WORK TO BE COMPLETED -
Reproduce word for word the passage of the ring buffer thread below, from "I think I agree" to "try something smaller.".

[BEGIN PAGE TEXT]

Re: [PATCH v1] kernel/trace:check the val against the available mem

Steven Rostedt <rostedt@xxxxxxxxxxx> · Fri, 30 Mar 2018 17:30:31 -0400

On Fri, 30 Mar 2018 13:53:56 -0700
Matthew Wilcox <willy@xxxxxxxxxxxxx> wrote:

> It seems to me that what you're asking for at the moment is
> lower-likelihood-of-failure-than-GFP_KERNEL, and it's not entirely
> clear to me why your allocation is so much more important than other
> allocations in the kernel.

The ring buffer is for fast tracing and is allocated when a user
requests it. Usually there's plenty of memory, but when a user wants a
lot of tracing events stored, they may increase it themselves.

> 
> Also, the pattern you have is very close to that of vmalloc.  You're
> allocating one page at a time to satisfy a multi-page request.  In lieu
> of actually thinking about what you should do, I might recommend using the
> same GFP flags as vmalloc() which works out to GFP_KERNEL | __GFP_NOWARN
> (possibly | __GFP_HIGHMEM if you can tolerate having to kmap the pages
> when accessed from within the kernel).

When the ring buffer was first created, we couldn't use vmalloc because
vmalloc access wasn't working in NMIs (that has recently changed with
lots of work to handle faults). But the ring buffer is broken up into
pages (that are sent to the user or to the network), and allocating one
page at a time makes everything work fine.

The issue that happens when someone allocates a large ring buffer is
that it will allocate all memory in the system before it fails. This
means that there's a short time that any allocation will cause an OOM
(which is what is happening).

I think I agree with Joel and Zhaoyang, that we shouldn't allocate a
ring buffer if there's not going to be enough memory to do it. If we
can see the available memory before we start allocating one page at a
time, and if the available memory isn't going to be sufficient, there's
no reason to try to do the allocation, and simply send to the use
-ENOMEM, and let them try something smaller.

I'll take a look at si_mem_available() that Joel suggested and see if
we can make that work.

-- Steve

[END PAGE TEXT]
[BEGIN DATASET CONTENT]

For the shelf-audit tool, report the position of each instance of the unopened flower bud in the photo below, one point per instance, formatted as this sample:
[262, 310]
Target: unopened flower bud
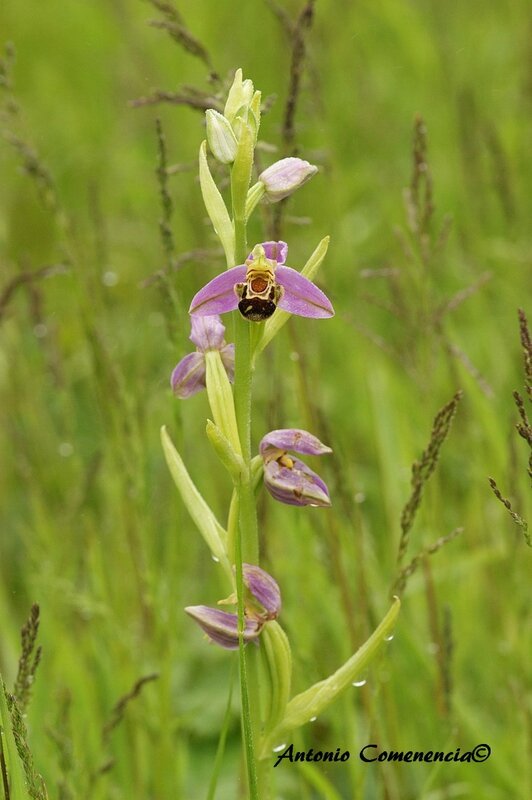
[285, 176]
[222, 627]
[221, 138]
[265, 591]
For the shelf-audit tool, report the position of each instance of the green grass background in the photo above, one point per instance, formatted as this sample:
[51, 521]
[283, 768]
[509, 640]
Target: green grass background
[92, 527]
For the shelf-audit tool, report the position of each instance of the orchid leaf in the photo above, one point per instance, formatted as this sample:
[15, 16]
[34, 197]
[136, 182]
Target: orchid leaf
[200, 512]
[216, 208]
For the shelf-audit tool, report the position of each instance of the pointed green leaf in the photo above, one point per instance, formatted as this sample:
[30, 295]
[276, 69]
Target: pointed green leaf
[225, 451]
[313, 701]
[277, 661]
[241, 172]
[201, 514]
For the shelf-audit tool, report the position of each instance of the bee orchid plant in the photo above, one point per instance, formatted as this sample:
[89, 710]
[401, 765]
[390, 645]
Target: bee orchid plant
[264, 292]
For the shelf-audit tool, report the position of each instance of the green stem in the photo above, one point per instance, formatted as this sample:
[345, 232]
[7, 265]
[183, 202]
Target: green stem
[247, 540]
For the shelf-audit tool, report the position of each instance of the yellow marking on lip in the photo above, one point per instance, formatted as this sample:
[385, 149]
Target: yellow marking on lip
[258, 284]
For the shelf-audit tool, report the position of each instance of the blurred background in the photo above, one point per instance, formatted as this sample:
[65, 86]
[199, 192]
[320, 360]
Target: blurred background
[418, 115]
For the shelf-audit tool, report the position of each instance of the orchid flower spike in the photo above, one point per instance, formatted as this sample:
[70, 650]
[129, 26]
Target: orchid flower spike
[288, 479]
[262, 603]
[261, 285]
[207, 333]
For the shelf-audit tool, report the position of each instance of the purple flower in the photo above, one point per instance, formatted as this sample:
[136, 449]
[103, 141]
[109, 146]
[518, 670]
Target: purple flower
[262, 603]
[207, 333]
[285, 176]
[261, 285]
[288, 479]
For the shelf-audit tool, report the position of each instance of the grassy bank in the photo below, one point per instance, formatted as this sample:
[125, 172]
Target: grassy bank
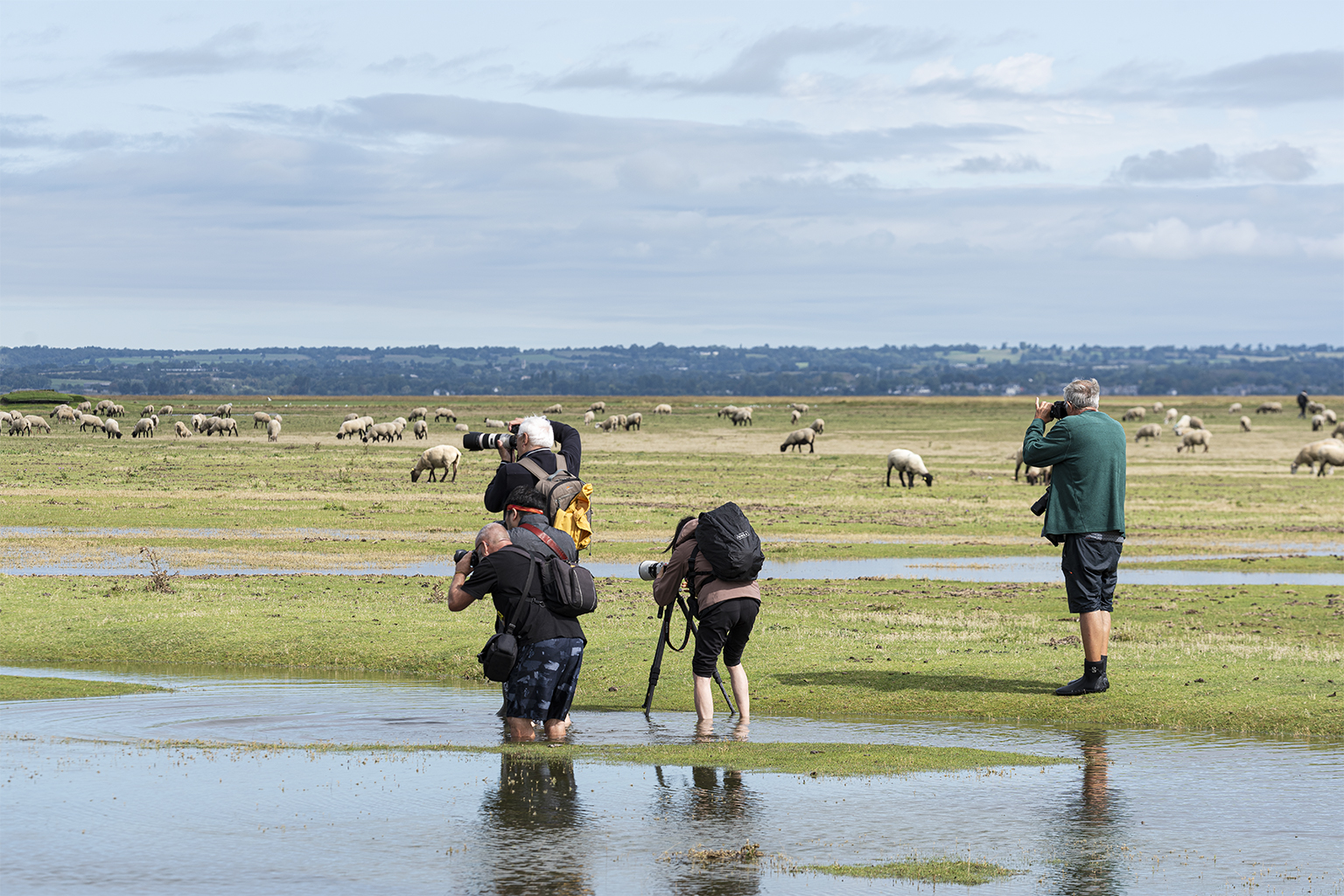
[1225, 659]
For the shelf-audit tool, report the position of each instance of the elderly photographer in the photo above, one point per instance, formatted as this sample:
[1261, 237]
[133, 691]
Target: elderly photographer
[536, 439]
[1085, 509]
[550, 647]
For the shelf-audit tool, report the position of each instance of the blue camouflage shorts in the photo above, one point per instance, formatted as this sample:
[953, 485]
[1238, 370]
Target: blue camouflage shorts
[543, 679]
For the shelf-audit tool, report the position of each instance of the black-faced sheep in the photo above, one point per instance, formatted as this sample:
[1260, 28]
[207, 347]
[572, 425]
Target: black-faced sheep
[797, 438]
[437, 458]
[907, 464]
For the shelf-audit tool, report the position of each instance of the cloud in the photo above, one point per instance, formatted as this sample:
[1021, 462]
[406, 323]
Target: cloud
[999, 165]
[1193, 163]
[230, 50]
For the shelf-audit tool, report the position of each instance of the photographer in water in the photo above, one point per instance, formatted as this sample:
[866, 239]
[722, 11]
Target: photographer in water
[726, 612]
[534, 442]
[1085, 509]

[END DATASET CONTENT]

REPLY -
I think I agree with Joel and Zhaoyang, that we shouldn't allocate a
ring buffer if there's not going to be enough memory to do it. If we
can see the available memory before we start allocating one page at a
time, and if the available memory isn't going to be sufficient, there's
no reason to try to do the allocation, and simply send to the use
-ENOMEM, and let them try something smaller.